[Dataset entries]
»»

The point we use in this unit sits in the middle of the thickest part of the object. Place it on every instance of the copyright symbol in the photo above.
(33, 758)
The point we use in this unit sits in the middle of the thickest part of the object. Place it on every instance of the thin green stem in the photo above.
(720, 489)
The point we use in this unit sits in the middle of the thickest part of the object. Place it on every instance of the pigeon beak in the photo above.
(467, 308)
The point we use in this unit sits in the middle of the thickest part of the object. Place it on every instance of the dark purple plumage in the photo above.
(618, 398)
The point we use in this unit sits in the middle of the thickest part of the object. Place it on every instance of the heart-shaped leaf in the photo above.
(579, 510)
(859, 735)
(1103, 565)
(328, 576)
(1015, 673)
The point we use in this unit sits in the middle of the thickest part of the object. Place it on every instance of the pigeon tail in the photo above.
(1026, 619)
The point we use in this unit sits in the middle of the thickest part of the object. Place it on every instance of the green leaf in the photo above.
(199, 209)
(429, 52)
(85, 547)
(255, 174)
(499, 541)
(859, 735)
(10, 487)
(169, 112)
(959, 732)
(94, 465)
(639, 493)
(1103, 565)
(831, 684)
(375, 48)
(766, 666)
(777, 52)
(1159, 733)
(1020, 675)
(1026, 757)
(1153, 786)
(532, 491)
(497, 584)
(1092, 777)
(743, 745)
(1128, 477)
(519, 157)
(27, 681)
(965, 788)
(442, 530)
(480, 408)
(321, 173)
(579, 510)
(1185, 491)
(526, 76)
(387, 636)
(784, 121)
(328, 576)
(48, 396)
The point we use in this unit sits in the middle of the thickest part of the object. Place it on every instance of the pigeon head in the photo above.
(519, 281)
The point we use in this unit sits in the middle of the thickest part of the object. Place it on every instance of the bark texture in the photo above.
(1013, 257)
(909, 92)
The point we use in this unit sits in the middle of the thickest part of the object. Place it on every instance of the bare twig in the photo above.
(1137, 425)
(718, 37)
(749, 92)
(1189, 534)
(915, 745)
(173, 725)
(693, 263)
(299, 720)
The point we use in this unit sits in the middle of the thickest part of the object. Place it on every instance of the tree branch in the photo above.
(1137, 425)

««
»»

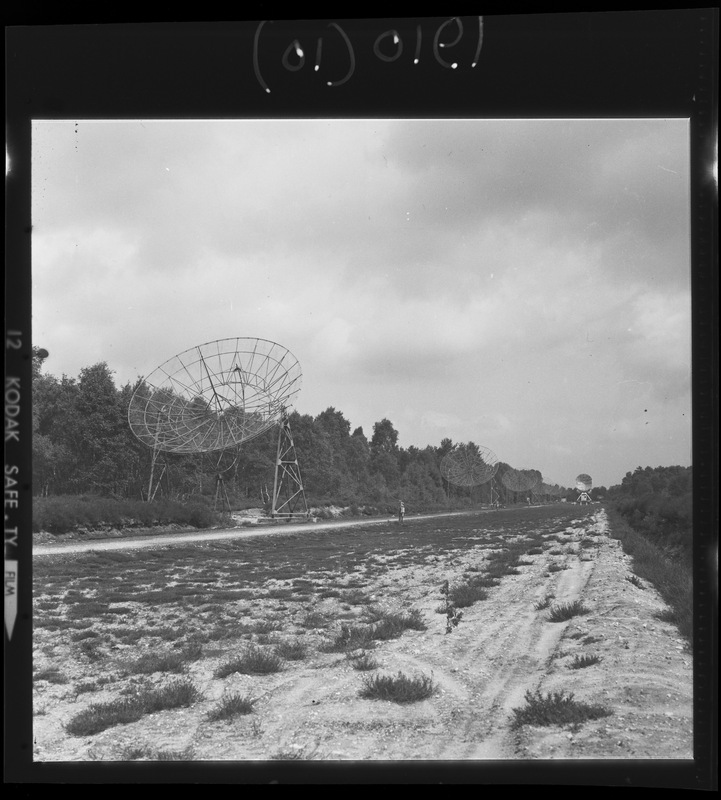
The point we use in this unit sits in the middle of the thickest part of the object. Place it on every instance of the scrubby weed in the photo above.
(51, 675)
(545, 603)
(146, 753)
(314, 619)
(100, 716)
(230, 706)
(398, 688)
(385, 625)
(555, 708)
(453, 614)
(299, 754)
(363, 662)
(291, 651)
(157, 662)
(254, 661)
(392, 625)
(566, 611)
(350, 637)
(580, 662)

««

» **Required work**
Duplicate the lines of the records above, from the line containing "tail in the photo above." through the line containing "(1026, 619)", with both of those lines included.

» **Result for this task**
The point we use in this unit sits in the middle of the thickest part of the object. Place it on every instance of the pigeon tail in the photo above.
(1026, 619)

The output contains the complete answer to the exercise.